--- BEGIN Text segment ---
In the previous article in this series, I discussed how to use a find statement to retrieve data from a MongoDB collection. However, the find method is not the only option for retrieving document data. Another important method is aggregate, which lets you group documents, perform calculations on those groups, and in other ways extract the data you need from your database collections.

Along with the find method, the aggregate method is one of the most important language elements you’ll use when working with MongoDB data. The method enables you to retrieve the type of information that decision-makers need when evaluating an organization’s activities and operations. The aggregate method can help them identify important trends, uncover hidden patterns, and in other ways better understand the data.

In this article, I introduce you to the aggregate method and walk you through the process of creating a query, with the goal of helping you establish a foundation on which you can start building your own queries. At its core, an aggregate statement is fairly straightforward, but as you start digging into the underlying elements, you’ll find that things can grow increasingly complex. The better you understand how these elements work, the more effectively you can take advantage of the method’s flexible and robust nature to get at the data you need.

Note: For the examples in this article, I used MongoDB Atlas and MongoDB Compass. The last section of the article—“Appendix: Preparing your MongoDB environment”—provides information about how to set up your environment and includes a link to a .json file that you’ll need to download if you want to try out these examples for yourself.

Introducing the aggregate method in MongoDB

As you’ll recall from the previous article, MongoDB Compass provides two options for querying documents in a collection. You can use MongoDB Shell, which is embedded in Compass, or you can use can use the graphical features built into the Compass interface. When aggregating document data, you can choose either one of these approaches just like when using the find method.

For this article, I focus on MongoDB Shell and how to use it to build a statement based on the aggregate method. The method serves as a counterpart to the find method you learned about in the previous article. As its name suggests, the aggregate method can be used to aggregate a collection’s document data, but it can also be used in other ways to transform the data and control its output.
--- END Text segment ---
**What is expected**.
Resume the article on MongoDB's aggregate method from where it stops.
--- BEGIN Data block ---
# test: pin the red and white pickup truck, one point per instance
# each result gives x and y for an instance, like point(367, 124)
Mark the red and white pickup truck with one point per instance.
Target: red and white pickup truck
--- END Data block ---
**Output of the exercise**.
Even if you plan to use the graphical components in Compass, you should still understand how the aggregate method works so you can get the most out of your aggregations. You can use the method to group, refine, aggregate, and in other ways manipulate the documents in a collection. The following syntax provides a high-level overview of the basic elements that go into an aggregate statement:

An aggregate statement includes both required and optional components, as described in the following breakdown:

  • db. System variable for referencing the current database and accessing the properties and methods available to the database object.
  • collection. The name of the target collection, For this article, we’ll be using the sales collection, which is part of the reports database, as described in the appendix.
  • aggregate. A method available to the collection object for aggregating documents in that collection.
  • pipeline. A required parameter that defines one or more stages for carrying out the aggregation. The stages are processed as a single pipeline and are progressive in nature, with each one building on the previous one.
  • options. One or more optional settings that can be included in an aggregate statement to better refine the query.

This article focuses primarily on the pipeline component because of the critical role it plays in aggregating data. If you want to learn about more about the options available to the aggregate method, refer to the MongoDB topic db.collection.aggregate(). The article provides a description of each option and how to the apply it to your aggregate statements.

Pipelines and Stages Introduction

At the heart of any aggregate statement is the pipeline, which is made up of a series of stages for manipulating the documents in the target collection. The pipeline stages are defined as an array of embedded documents, with one document for each stage, as shown in the following syntax:

The aggregate method supports a wide range of stage types. Each type is identified by a keyword, which is preceded by a dollar sign. The keyword provides a general sense of the type of operation that the stage carries out. The stages are processed in a linear fashion—in the order they’re defined in the pipeline—with each one building on the previous one as the documents move through the pipeline.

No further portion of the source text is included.